Изъ литературнаго наслѣдія Апухтина
Стихотворенія, впервые появляющіяся въ печати.
(Къ 25-й годовщинѣ смерти поэта).
править
«Вверху одна горитъ звѣзда»… Кто не знаетъ этого и другихъ стихотвореній юноши Лермонтова, въ которыхъ онъ воспѣвалъ «черноокую красавицу» Екатерину Александровну Сушкову, вдохновлявшую его и, благодаря ея загадочному роману съ нимъ, получившую извѣстность. Имя Лермонтова, въ его юношескіе годы, тѣсно связано съ именемъ Сушковой, оставившей послѣ себя записки, являющіяся довольно цѣннымъ матеріаломъ для біографіи Лермонтова. Еще при его жизни она вышла замужъ за А. В. Хвостова. Пятидесятые годы прошлаго вѣка застаютъ Екатерину Александровну въ Петербургѣ. И вотъ въ это время ей пришлось сыграть нѣкоторую роль, иную, конечно, и въ жизни другого поэта. А какую именно, видно изъ его экспромпта, посвященнаго Е. А. Хвостовой:
Добры къ поэтамъ молодымъ,
Вы каждымъ опытомъ моимъ
Велѣли мнѣ дѣлиться съ вами;
Но я боюсь… Иной поэтъ,
Чудеснымъ пламенемъ согрѣтъ,
Васъ пѣлъ могучими стихами.

§ **Предоставленный материал**:
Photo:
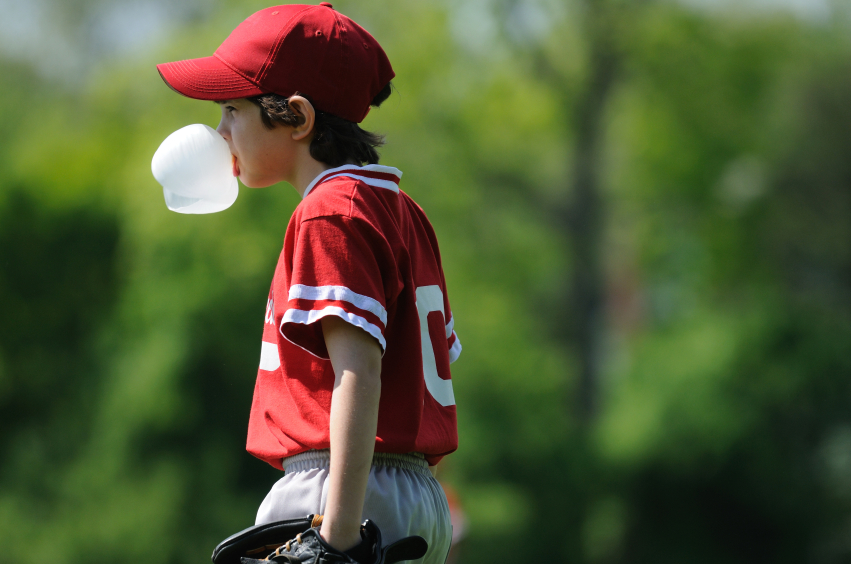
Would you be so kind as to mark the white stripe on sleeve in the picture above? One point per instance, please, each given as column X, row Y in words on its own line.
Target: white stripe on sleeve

§ **Задания**:
1/ Ответьте на вопросы по исходному тексту.
(a) За кого вышла замуж Екатерина Александровна Сушкова?
(b) В каком городе она находилась в пятидесятые годы?
(c) К какой годовщине приурочена публикация?
2/ Определите, соответствуют ли исходному тексту следующие утверждения. Подтвердите каждый ответ цитатой из текста.
(a) Сушкова оставила записки, ценные для биографии Лермонтова.
(b) Сушкова вышла замуж уже после смерти Лермонтова.
(c) Приведенные стихотворения Апухтина уже печатались раньше.

§ **Ответы**:
1/
(a) Она вышла замуж за А. В. Хвостова.
(b) Она находилась в Петербурге.
(c) Публикация приурочена к 25-й годовщине смерти поэта.

2/
(a) Да: «оставившей послѣ себя записки, являющіяся довольно цѣннымъ матеріаломъ для біографіи Лермонтова».
(b) Нет: «Еще при его жизни она вышла замужъ за А. В. Хвостова».
(c) Нет: «Стихотворенія, впервые появляющіяся въ печати».